• **任务要求**:
把下面那篇对比epoll与select/poll的文章中从“Reading a couple”到“still the champ?”的部分一字不改地抄写出来。

• **原文摘录**:
关于select/poll对比epoll的一次精彩问答

关于select/poll对比epoll的一次精彩问答

Epoll是Linux内核在2.5.44版本引进的一个新特性,旨在替换之前系统中老的select, poll等系统请求。这是Linux I/O系统一次质的飞跃。关于Epoll的详细的介绍见 Wikipedia

Epoll在绝大多数情况下性能都远超select或者poll,但是除了速度之外,三者之间的CPU开销,内存消耗情况又怎么样呢?

本文的内容来自Stackoverflow上一次精彩的问答,除了比较poll, select和epoll在性能,系统资源消耗等方面的差异之外,还指出了epoll在对普通文件支持方面相对于select/poll的不足之处(当然,这三者本身都不支持普通文件,只是作者认为epoll对这类问题的处理机制不好,这是个见仁见智的事情,不代表作者的观点是正确的)。本来想翻译成中文再写出来,但自己翻译水平有限,翻译了几句之后发现自己都不大看得懂了…所以还是放弃了。如果有NB的同学愿意翻译,可以联系我,质量OK的话,可以在原文后面带上翻译版。Anyway,还是希望对这个Topic感兴趣的同学能够看完这篇文章,相信能使你对epoll有个更深的了解。

问:

Everything I’ve read and experienced ( Tornado based apps ) leads me to believe that ePoll is a natural replacement for Select and Poll based networking, especially with Twisted. Which makes me paranoid, its pretty rare for a better technique or methodology not to come with a price.

Reading a couple dozen comparisons between epoll and alternatives shows that epoll is clearly the champion for speed and scalability, specifically that it scales in a linear fashion which is fantastic. That said, what about processor and memory utilization, is epoll still the champ?

答:

For very small numbers of sockets (varies depending on your hardware, of course, but we’re talking about something on the order of 10 or fewer), select can beat epoll in memory usage and runtime speed. Of course, for such small numbers of sockets, both mechanisms are so fast that you don’t really care about this difference in the vast majority of cases.

One clarification, though. Both select and epoll scale linearly. A big difference, though, is that the userspace-facing APIs have complexities that are based on different things. The cost of a select call goes roughly with the value of the highest numbered file descriptor you pass it. If you select on a single fd, 100, then that’s roughly twice as expensive as selecting on a single fd, 50. Adding more fds below the highest isn’t quite free, so it’s a little more complicated than this in practice, but this is a good first approximation for most implementations.

The cost of epoll is closer to the number of file descriptors that actually have events on them. If you’re monitoring 200 file descriptors, but only 100 of them have events on them, then you’re (very roughly) only paying for those 100 active file descriptors. This is where epoll tends to offer one of its major advantages over select. If you have a thousand clients that are mostly idle, then when you use select you’re still paying for all one thousand of them. However, with epoll, it’s like you’ve only got a few – you’re only paying for the ones that are active at any given time.

All this means that epoll will lead to less CPU usage for most workloads. As far as memory usage goes, it’s a bit of a toss up. select does manage to represent all the necessary information in a highly compact way (one bit per file descriptor). And the FD_SETSIZE (typically 1024) limitation on how many file descriptors you can use with select means that you’ll never spend more than 128 bytes for each of the three fd sets you can use with select (read, write, exception). Compared to those 384 bytes max, epoll is sort of a pig. Each file descriptor is represented by a multi-byte structure. However, in absolute terms, it’s still not going to use much memory. You can represent a huge number of file descriptors in a few dozen kilobytes (roughly 20k per 1000 file descriptors, I think). And you can also throw in the fact that you have to spend all 384 of those bytes with select if you only want to monitor one file descriptor but its value happens to be 1024, wheras with epoll you’d only spend 20 bytes. Still, all these numbers are pretty small, so it doesn’t make much difference.

• **数据内容**:
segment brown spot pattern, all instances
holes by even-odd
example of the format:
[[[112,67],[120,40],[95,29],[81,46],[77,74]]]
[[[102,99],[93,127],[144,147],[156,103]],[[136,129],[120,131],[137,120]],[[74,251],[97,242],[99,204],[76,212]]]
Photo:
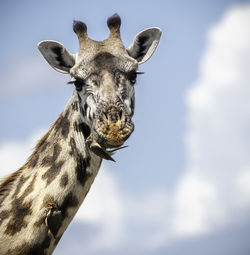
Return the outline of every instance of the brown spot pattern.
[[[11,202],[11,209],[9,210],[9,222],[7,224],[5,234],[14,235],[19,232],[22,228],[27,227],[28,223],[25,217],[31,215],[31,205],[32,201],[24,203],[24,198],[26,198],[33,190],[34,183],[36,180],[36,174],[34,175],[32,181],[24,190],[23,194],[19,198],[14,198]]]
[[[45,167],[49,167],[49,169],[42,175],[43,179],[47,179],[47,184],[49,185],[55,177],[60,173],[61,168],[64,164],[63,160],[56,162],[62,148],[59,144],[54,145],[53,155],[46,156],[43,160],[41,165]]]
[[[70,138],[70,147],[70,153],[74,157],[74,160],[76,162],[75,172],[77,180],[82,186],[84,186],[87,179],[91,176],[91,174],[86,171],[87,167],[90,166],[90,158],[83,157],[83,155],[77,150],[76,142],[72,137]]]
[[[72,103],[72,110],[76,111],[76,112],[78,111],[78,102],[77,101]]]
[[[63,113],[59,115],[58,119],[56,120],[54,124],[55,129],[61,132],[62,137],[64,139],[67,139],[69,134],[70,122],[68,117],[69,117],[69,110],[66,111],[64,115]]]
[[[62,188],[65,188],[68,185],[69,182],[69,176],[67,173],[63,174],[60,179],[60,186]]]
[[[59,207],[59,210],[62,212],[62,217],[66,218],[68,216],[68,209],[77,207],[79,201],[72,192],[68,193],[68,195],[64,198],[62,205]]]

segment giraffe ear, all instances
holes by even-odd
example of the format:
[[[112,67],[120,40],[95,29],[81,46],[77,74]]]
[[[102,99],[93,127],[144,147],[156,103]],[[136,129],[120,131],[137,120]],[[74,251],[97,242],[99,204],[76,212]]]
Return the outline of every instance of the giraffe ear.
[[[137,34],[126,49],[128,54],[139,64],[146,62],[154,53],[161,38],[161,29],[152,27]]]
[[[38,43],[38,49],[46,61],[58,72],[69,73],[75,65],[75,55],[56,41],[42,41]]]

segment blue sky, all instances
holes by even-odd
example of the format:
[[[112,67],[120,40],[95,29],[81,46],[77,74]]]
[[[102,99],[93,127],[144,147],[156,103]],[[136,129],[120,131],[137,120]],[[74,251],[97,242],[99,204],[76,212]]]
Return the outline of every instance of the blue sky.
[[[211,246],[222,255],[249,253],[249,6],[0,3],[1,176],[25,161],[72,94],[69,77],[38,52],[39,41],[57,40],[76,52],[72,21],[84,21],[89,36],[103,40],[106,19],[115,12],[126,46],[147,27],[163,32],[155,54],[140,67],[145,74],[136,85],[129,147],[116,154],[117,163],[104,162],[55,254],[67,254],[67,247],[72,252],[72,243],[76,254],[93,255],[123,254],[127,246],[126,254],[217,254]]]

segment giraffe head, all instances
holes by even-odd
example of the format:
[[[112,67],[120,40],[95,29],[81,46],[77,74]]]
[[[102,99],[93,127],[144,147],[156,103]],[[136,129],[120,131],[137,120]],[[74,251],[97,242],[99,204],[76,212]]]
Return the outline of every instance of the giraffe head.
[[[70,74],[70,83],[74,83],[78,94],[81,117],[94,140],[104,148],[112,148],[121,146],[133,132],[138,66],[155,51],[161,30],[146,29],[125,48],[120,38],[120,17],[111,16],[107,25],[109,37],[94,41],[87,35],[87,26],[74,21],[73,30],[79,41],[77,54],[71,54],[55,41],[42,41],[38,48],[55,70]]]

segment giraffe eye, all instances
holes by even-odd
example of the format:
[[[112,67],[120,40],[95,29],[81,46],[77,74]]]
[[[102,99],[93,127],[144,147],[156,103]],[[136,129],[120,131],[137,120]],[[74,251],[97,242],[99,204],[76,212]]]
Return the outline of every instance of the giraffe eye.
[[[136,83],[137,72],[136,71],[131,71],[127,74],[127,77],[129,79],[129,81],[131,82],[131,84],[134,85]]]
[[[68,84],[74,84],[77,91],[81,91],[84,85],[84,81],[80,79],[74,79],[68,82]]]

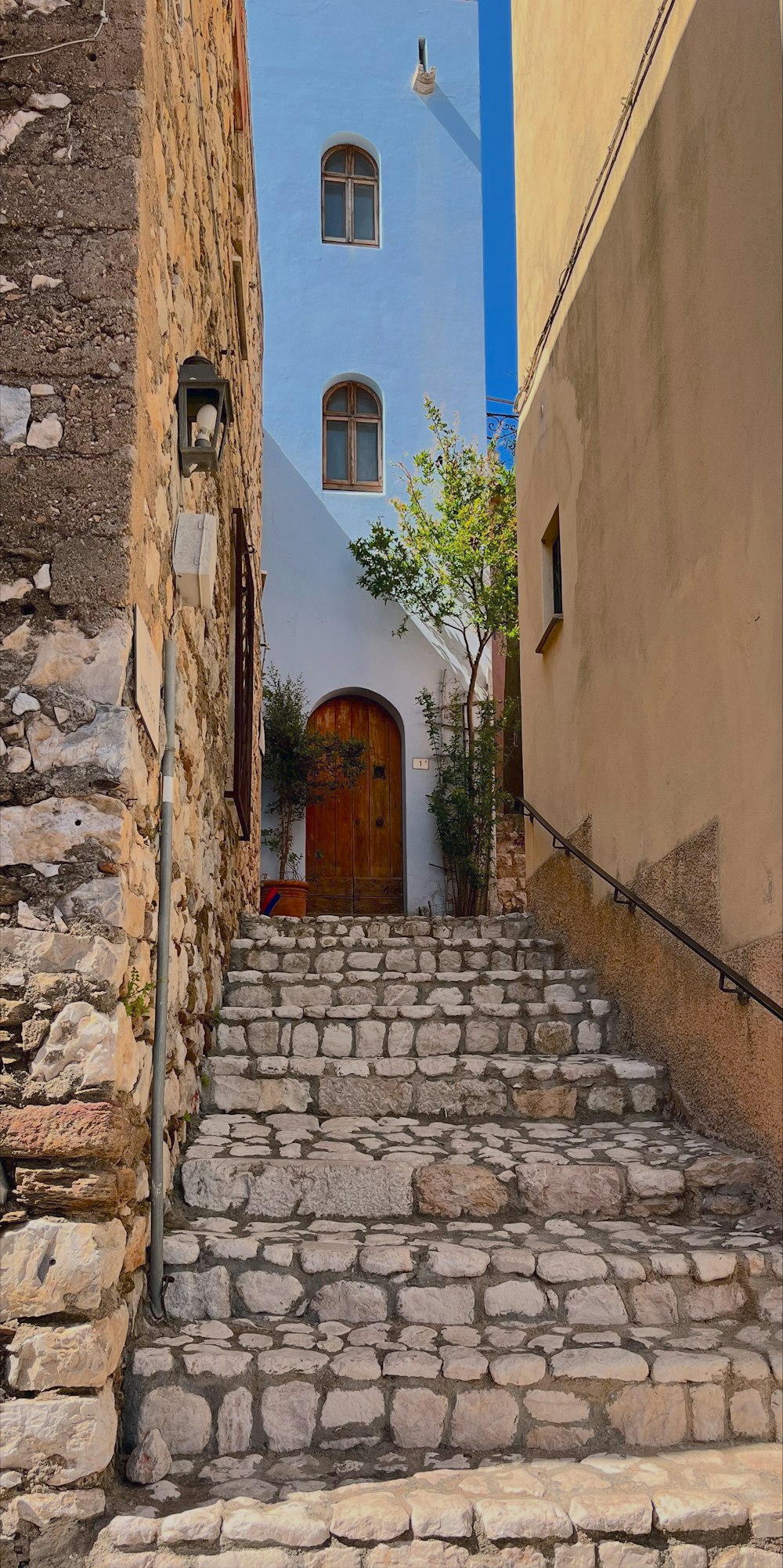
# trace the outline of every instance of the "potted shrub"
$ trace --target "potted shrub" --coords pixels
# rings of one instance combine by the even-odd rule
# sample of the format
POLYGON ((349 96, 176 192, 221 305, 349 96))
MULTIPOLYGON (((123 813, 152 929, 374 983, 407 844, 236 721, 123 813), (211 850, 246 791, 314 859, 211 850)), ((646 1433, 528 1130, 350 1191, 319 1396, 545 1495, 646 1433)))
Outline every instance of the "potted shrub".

• **回答**:
Reading a couple dozen comparisons between epoll and alternatives shows that epoll is clearly the champion for speed and scalability, specifically that it scales in a linear fashion which is fantastic. That said, what about processor and memory utilization, is epoll still the champ?